Chris Pierson’s Lake People is a tale of a woman obsessed with protecting herself from some unseen force. She crafts amazingly detailed elves and surrounds her house with them, all facing the lake. Her children of course believe she’s going off the deep end, and her daughter (and her daughter’s girlfriend) come to visit in order to help set things to right. Of course, you just know they’ll end up finding out what the mother is afraid of, and this is one tale that left me in tears by the end.
Mickey Zucker Reichert’s Cat People crosses a modern-day farming couple with old tales of fey folk. When the farmer risks his own life to save a momma cat and her kittens, he and his wife find their lives unexpectedly take a turn for the better. But how can he thank his helpers without risking danger from the notoriously fickle folk?
Steven Savile’s The Horned Man is so magical that it made my hair stand on end. A man and his wife are making their way through a forest in Sweden during a snowstorm when they hit a moose, incapacitating the car. Events are set in motion that tear the two apart, altering them both forever. I feel that I can’t do justice to this one, so I’ll have to let you read it yourself.
====
● **TASK LIST**
**a)** Using the story reviews, state whether each statement agrees with them, answering yes or no and quoting the words that decide it: (i) In Lake People, the woman places the elves around her house so that they all face the lake. (ii) In Cat People, the farmer risks his life to rescue a dog and her puppies. (iii) The Horned Man takes place in a forest in Norway.
**b)** According to the story reviews, who comes to visit the mother in Lake People?
The material is not needed for this work.

● **MATERIAL PROVIDED**
====
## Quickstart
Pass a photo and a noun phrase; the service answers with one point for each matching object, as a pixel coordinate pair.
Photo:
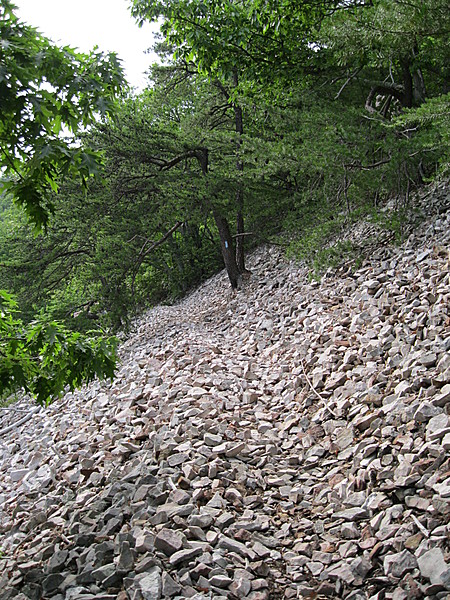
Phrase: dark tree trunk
====
● **TASK RESULTS**
**a)**
(i) Yes: "surrounds her house with them, all facing the lake."
(ii) No: "risks his own life to save a momma cat and her kittens."
(iii) No: "a forest in Sweden during a snowstorm."

**b)** Her daughter and her daughter's girlfriend come to visit.